▶ **What this task involves**: Extract each line of the data and write it out again exactly.

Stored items
┄┄┄┄┄┄

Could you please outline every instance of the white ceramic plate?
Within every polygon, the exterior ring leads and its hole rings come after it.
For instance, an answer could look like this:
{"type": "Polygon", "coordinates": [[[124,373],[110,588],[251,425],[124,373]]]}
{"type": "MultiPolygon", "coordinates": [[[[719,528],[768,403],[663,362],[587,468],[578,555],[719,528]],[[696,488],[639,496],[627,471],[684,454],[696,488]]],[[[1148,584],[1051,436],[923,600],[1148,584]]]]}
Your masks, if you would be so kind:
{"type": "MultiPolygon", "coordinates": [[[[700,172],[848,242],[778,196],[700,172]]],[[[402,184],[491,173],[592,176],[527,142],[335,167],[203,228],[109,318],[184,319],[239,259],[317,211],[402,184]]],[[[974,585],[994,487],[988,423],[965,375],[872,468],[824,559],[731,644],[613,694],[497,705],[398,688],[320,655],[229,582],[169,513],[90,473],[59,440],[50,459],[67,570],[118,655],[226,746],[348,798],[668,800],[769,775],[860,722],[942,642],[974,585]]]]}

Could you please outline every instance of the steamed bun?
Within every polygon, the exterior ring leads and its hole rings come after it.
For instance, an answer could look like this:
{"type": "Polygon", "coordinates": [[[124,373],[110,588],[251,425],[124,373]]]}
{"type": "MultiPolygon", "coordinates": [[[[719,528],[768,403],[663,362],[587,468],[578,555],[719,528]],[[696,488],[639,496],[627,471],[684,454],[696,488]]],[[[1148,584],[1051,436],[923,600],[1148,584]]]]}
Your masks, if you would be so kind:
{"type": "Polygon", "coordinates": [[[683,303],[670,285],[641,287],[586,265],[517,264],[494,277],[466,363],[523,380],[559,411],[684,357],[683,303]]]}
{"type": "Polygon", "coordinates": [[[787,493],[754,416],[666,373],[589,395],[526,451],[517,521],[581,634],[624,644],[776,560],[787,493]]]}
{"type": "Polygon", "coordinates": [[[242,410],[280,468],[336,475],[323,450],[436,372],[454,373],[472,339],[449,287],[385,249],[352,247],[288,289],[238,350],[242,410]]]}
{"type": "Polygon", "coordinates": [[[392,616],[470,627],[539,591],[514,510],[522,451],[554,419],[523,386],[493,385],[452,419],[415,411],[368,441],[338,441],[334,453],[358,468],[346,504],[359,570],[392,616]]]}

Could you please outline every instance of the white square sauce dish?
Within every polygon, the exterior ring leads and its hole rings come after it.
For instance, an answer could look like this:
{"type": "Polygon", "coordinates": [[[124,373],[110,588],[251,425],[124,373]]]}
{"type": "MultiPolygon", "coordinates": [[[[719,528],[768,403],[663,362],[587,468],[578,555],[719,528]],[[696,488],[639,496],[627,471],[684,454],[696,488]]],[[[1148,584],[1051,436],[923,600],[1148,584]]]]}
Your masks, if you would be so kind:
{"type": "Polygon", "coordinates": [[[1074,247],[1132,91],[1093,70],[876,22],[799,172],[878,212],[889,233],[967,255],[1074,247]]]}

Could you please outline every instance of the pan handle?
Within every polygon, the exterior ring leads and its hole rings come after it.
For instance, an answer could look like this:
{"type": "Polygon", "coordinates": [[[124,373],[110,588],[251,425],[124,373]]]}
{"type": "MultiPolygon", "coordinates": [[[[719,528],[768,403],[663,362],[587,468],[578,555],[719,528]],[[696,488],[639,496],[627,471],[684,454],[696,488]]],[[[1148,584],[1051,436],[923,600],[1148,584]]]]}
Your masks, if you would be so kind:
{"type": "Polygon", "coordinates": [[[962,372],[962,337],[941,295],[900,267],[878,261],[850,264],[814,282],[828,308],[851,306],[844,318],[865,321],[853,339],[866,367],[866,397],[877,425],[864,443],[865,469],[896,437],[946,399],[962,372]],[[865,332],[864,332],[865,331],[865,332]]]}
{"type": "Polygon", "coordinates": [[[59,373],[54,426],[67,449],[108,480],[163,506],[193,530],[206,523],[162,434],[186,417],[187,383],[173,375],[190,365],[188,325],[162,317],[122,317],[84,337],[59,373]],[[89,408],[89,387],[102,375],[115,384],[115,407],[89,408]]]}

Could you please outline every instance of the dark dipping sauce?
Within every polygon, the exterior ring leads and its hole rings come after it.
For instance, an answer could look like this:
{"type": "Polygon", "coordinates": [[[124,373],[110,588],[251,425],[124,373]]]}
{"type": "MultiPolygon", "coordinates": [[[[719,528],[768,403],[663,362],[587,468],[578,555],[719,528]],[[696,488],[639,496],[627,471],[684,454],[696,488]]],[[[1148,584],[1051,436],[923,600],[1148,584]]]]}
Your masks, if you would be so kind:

┄┄┄┄┄┄

▶ **Solution to the problem**:
Could you please outline every instance of the white ceramic plate?
Within every polygon, the exterior ring leads and its hole rings come after it.
For instance, an answer could look like this:
{"type": "Polygon", "coordinates": [[[124,373],[110,588],[251,425],[124,373]]]}
{"type": "MultiPolygon", "coordinates": [[[[719,528],[768,403],[663,362],[587,468],[578,555],[719,528]],[[696,488],[639,496],[627,471],[684,454],[696,488]]],[[[1148,584],[1051,436],[923,600],[1148,584]]]]}
Your masks, if you would be so kind:
{"type": "MultiPolygon", "coordinates": [[[[700,172],[848,242],[778,196],[700,172]]],[[[402,184],[491,173],[592,176],[527,142],[335,167],[203,228],[109,318],[184,319],[239,259],[317,211],[402,184]]],[[[974,585],[994,487],[988,423],[965,375],[872,468],[824,559],[731,644],[613,694],[497,705],[398,688],[320,655],[229,582],[169,513],[90,473],[59,440],[50,459],[67,570],[118,655],[226,746],[348,798],[668,800],[769,775],[860,722],[942,642],[974,585]]]]}

Could you please outline every instance of the steamed bun?
Within every polygon, the exterior ring leads and its hole rings come after it.
For instance, an answer could look like this:
{"type": "Polygon", "coordinates": [[[124,373],[110,588],[251,425],[124,373]]]}
{"type": "MultiPolygon", "coordinates": [[[[719,528],[768,403],[663,362],[587,468],[578,555],[719,528]],[[696,488],[639,496],[627,471],[684,454],[696,488]]],[[[1148,584],[1051,436],[923,600],[1148,584]]]]}
Your masks, if you would be so kind:
{"type": "Polygon", "coordinates": [[[683,303],[670,285],[641,287],[586,265],[517,264],[494,277],[466,363],[523,380],[559,411],[684,357],[683,303]]]}
{"type": "Polygon", "coordinates": [[[787,493],[754,416],[666,373],[589,395],[526,451],[517,521],[581,634],[624,644],[776,560],[787,493]]]}
{"type": "Polygon", "coordinates": [[[242,410],[280,468],[336,475],[323,450],[436,372],[454,373],[472,339],[449,287],[385,249],[352,247],[288,289],[238,350],[242,410]]]}
{"type": "Polygon", "coordinates": [[[392,616],[470,627],[539,591],[514,510],[522,451],[554,419],[523,386],[493,385],[452,419],[415,411],[368,441],[338,441],[334,453],[358,468],[346,504],[359,570],[392,616]]]}

Could you please outline every instance of the white square sauce dish?
Within every polygon, the exterior ring leads and its hole rings come after it.
For instance, an answer could look like this:
{"type": "Polygon", "coordinates": [[[124,373],[110,588],[251,425],[124,373]]]}
{"type": "MultiPolygon", "coordinates": [[[[719,528],[768,403],[663,362],[587,468],[578,555],[719,528]],[[696,488],[639,496],[627,471],[684,454],[696,488]]],[[[1148,584],[1051,436],[923,600],[1148,584]]]]}
Your masks, if you would be so kind:
{"type": "Polygon", "coordinates": [[[1074,247],[1132,91],[1093,70],[876,22],[799,172],[878,212],[889,233],[967,255],[1074,247]]]}

Could you please outline every instance of the pan handle?
Within every polygon, the exterior ring leads and its hole rings come after it.
For instance, an answer could look like this:
{"type": "Polygon", "coordinates": [[[124,373],[110,588],[251,425],[124,373]]]}
{"type": "MultiPolygon", "coordinates": [[[[719,528],[768,403],[663,362],[587,468],[578,555],[719,528]],[[696,488],[639,496],[627,471],[684,454],[696,488]]],[[[1148,584],[1051,436],[923,600],[1148,584]]]]}
Your masks, if you would be so kind:
{"type": "Polygon", "coordinates": [[[962,372],[962,337],[941,295],[900,267],[878,261],[850,264],[814,282],[828,308],[851,306],[844,318],[865,321],[853,339],[866,367],[866,397],[877,425],[864,443],[865,469],[896,437],[946,399],[962,372]],[[865,332],[864,332],[865,331],[865,332]]]}
{"type": "Polygon", "coordinates": [[[59,373],[54,426],[67,449],[108,480],[163,506],[193,530],[206,523],[162,434],[186,417],[187,383],[173,375],[190,365],[188,325],[162,317],[122,317],[84,337],[59,373]],[[89,408],[89,387],[102,375],[115,384],[115,407],[89,408]]]}

Could you please outline every instance of the dark dipping sauce?
Within every polygon, the exterior ring leads and its hole rings come after it.
For instance, an answer could look like this:
{"type": "Polygon", "coordinates": [[[124,373],[110,588],[251,425],[124,373]]]}
{"type": "MultiPolygon", "coordinates": [[[[719,528],[768,403],[663,362],[587,468],[578,555],[719,528]],[[696,488],[639,496],[627,471],[684,454],[696,488]]],[[[1148,584],[1051,436],[923,600],[1148,584]]]]}
Your masks, if you would be so kind:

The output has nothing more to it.